AVAILABLE DATA —

>> START

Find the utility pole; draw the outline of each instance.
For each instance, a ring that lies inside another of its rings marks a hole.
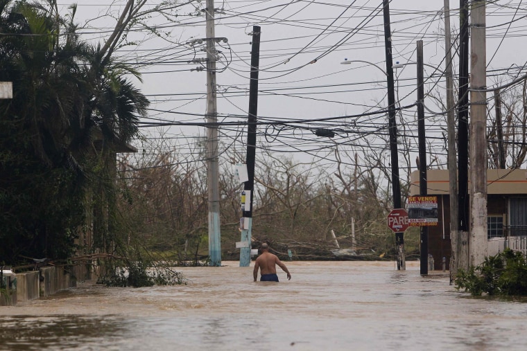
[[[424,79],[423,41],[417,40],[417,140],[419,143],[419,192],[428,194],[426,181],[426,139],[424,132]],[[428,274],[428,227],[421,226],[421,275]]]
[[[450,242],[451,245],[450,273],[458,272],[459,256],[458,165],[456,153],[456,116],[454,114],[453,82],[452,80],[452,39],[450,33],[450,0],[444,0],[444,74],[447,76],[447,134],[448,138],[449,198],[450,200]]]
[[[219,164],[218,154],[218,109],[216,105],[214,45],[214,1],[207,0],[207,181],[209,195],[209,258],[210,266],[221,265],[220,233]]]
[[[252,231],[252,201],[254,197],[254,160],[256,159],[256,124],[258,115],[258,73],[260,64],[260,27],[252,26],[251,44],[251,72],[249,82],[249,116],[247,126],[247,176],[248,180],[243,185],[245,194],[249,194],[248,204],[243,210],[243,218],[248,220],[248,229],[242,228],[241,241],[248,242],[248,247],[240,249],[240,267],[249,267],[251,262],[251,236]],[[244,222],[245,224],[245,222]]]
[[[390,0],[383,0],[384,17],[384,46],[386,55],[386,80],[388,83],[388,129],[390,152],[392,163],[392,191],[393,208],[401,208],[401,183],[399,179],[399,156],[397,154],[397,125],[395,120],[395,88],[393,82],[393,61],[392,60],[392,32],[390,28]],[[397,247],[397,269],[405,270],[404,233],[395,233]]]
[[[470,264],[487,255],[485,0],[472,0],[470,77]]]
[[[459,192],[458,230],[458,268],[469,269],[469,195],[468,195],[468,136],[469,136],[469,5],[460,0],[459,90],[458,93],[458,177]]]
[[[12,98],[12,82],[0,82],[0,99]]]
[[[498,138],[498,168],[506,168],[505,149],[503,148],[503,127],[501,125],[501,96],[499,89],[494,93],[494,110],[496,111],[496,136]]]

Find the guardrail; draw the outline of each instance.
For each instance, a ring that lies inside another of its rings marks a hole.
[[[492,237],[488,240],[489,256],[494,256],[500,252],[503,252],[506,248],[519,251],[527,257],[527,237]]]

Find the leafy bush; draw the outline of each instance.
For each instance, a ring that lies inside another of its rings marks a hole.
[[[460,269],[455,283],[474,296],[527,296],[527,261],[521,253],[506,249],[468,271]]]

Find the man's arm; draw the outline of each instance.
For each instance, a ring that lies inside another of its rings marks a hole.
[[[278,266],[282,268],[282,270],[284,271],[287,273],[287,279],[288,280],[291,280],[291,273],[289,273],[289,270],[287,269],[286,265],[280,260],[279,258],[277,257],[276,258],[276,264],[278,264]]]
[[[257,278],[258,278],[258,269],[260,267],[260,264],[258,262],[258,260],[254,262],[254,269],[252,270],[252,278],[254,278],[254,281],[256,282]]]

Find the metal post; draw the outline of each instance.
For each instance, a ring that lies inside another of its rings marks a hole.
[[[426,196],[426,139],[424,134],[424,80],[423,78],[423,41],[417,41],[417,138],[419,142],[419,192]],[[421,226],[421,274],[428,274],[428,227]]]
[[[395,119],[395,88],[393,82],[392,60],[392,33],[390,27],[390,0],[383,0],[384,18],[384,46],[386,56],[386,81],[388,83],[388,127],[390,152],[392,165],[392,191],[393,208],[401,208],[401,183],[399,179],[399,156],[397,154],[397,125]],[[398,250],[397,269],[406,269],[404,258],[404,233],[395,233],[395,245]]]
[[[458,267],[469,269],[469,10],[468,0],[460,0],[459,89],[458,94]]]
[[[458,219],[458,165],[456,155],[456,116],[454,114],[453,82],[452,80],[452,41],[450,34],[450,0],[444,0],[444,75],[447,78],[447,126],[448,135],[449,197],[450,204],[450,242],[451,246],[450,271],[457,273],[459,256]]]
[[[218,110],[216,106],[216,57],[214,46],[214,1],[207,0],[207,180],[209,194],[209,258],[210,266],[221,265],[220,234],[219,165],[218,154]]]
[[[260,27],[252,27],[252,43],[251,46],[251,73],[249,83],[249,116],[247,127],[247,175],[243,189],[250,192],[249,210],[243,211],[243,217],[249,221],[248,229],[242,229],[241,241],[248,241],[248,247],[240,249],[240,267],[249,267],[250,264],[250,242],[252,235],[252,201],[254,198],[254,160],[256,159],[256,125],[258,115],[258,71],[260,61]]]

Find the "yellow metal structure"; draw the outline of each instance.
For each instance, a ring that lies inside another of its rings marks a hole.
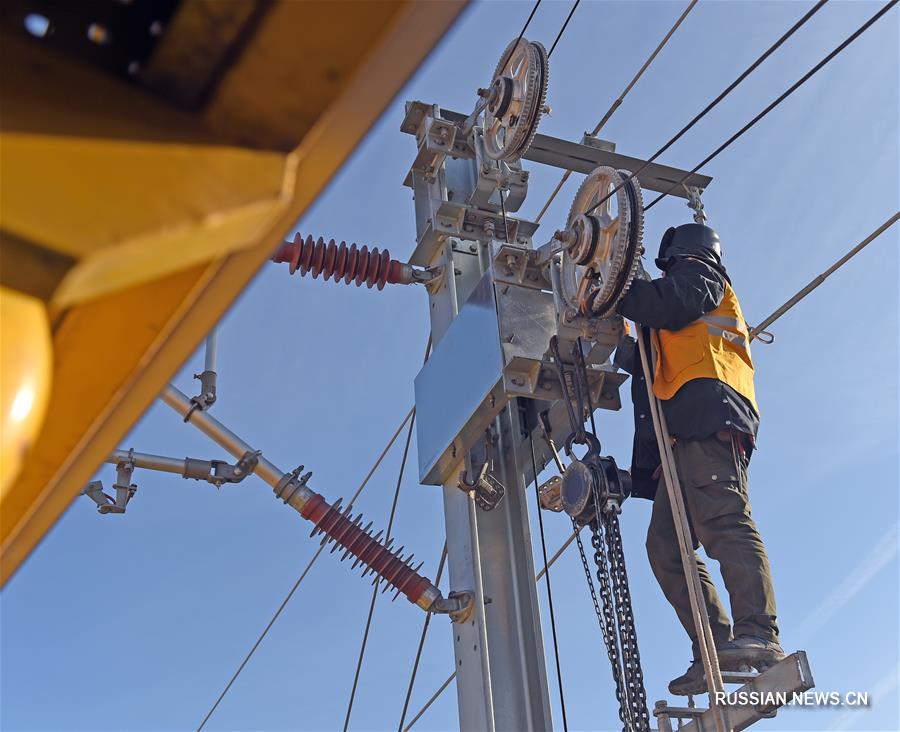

>> END

EXERCISE OBJECTIVE — Every record above should be written out again without change, except that the pictures are left out.

TASK RESULT —
Find the utility pole; draw the outline of each instance.
For each instance, a ring that lies inside another of its rings marks a hole.
[[[424,79],[423,41],[417,40],[417,140],[419,143],[419,192],[428,194],[426,181],[426,139],[424,132]],[[428,274],[428,227],[421,226],[421,275]]]
[[[450,242],[451,245],[450,273],[458,272],[459,256],[458,165],[456,153],[456,116],[454,114],[453,82],[452,80],[452,39],[450,33],[450,0],[444,0],[444,74],[447,76],[447,134],[448,138],[449,198],[450,200]]]
[[[219,164],[218,154],[218,109],[216,105],[214,45],[214,1],[207,0],[207,181],[209,195],[209,258],[210,266],[221,265],[220,233]]]
[[[252,231],[252,201],[254,197],[254,160],[256,159],[256,124],[258,115],[258,73],[260,64],[260,27],[252,26],[251,44],[251,72],[249,82],[249,116],[247,126],[247,176],[248,180],[243,185],[245,194],[249,194],[248,204],[243,210],[243,218],[248,220],[248,229],[242,228],[241,241],[248,242],[248,247],[240,249],[240,267],[249,267],[251,262],[251,236]],[[244,222],[245,224],[245,222]]]
[[[390,0],[383,0],[384,17],[384,46],[386,55],[386,80],[388,83],[388,129],[390,152],[392,163],[392,191],[393,208],[401,208],[401,183],[399,179],[399,156],[397,154],[397,125],[395,120],[395,88],[393,82],[393,61],[392,60],[392,32],[390,28]],[[397,247],[397,269],[405,270],[404,233],[395,233]]]
[[[470,264],[487,255],[485,0],[472,0],[470,77]]]
[[[459,192],[458,230],[458,268],[469,269],[469,195],[468,195],[468,136],[469,136],[469,5],[460,0],[459,90],[458,93],[458,177]]]
[[[12,98],[12,82],[0,82],[0,99]]]
[[[498,138],[498,168],[506,168],[505,149],[503,148],[503,127],[501,125],[501,96],[499,89],[494,93],[494,110],[496,111],[496,136]]]

Find the guardrail; draw the outline of each instance.
For each instance, a ring that lies inside another of its rings marks a hole.
[[[492,237],[488,240],[489,256],[494,256],[500,252],[503,252],[506,248],[519,251],[527,257],[527,237]]]

Find the leafy bush; draw the outline of each instance.
For each instance, a ring that lies inside another of its rings marks a hole.
[[[460,269],[455,283],[474,296],[527,296],[527,261],[521,253],[506,249],[468,271]]]

Find the man's arm; draw the outline of each instance.
For each instance, a ring that lies inside another of its rings marks a hole.
[[[278,266],[282,268],[282,270],[284,271],[287,273],[287,279],[288,280],[291,280],[291,273],[289,273],[289,270],[287,269],[286,265],[280,260],[279,258],[277,257],[276,258],[276,264],[278,264]]]
[[[257,278],[258,278],[258,269],[260,267],[260,264],[258,262],[258,260],[254,262],[254,269],[252,270],[252,278],[254,278],[254,281],[256,282]]]

Find the metal post; draw the outline of each instance.
For each instance, a ring that lies inside another of its rings marks a hole.
[[[426,196],[426,139],[424,134],[424,80],[423,78],[423,41],[417,41],[417,138],[419,142],[419,192]],[[421,226],[421,274],[428,274],[428,227]]]
[[[395,119],[395,88],[393,82],[392,60],[392,33],[390,27],[390,0],[383,0],[384,18],[384,46],[386,56],[386,81],[388,83],[388,127],[390,152],[392,165],[392,191],[393,208],[401,208],[401,183],[399,179],[399,156],[397,154],[397,125]],[[398,250],[397,269],[406,269],[404,258],[404,233],[395,233],[395,245]]]
[[[458,267],[469,269],[469,10],[468,0],[460,0],[459,89],[458,94]]]
[[[458,219],[458,165],[456,155],[456,116],[454,114],[453,82],[452,80],[452,41],[450,34],[450,0],[444,0],[444,75],[447,78],[447,126],[448,135],[449,197],[450,204],[450,242],[451,246],[450,271],[457,273],[459,256]]]
[[[218,110],[216,106],[216,57],[214,46],[214,1],[207,0],[207,180],[209,194],[209,258],[210,266],[221,265],[220,234],[219,165],[218,154]]]
[[[260,27],[252,27],[252,43],[251,46],[251,73],[249,83],[249,116],[247,127],[247,175],[243,189],[250,192],[249,210],[243,211],[243,217],[249,221],[248,229],[242,229],[241,241],[248,241],[248,247],[240,249],[240,267],[249,267],[250,264],[250,242],[252,235],[252,201],[254,198],[254,160],[256,159],[256,125],[258,115],[258,71],[260,61]]]

Find the "yellow metal structure"; draw the outline of each instance.
For each instance, a ring that lies inside another of its rings marks a hole.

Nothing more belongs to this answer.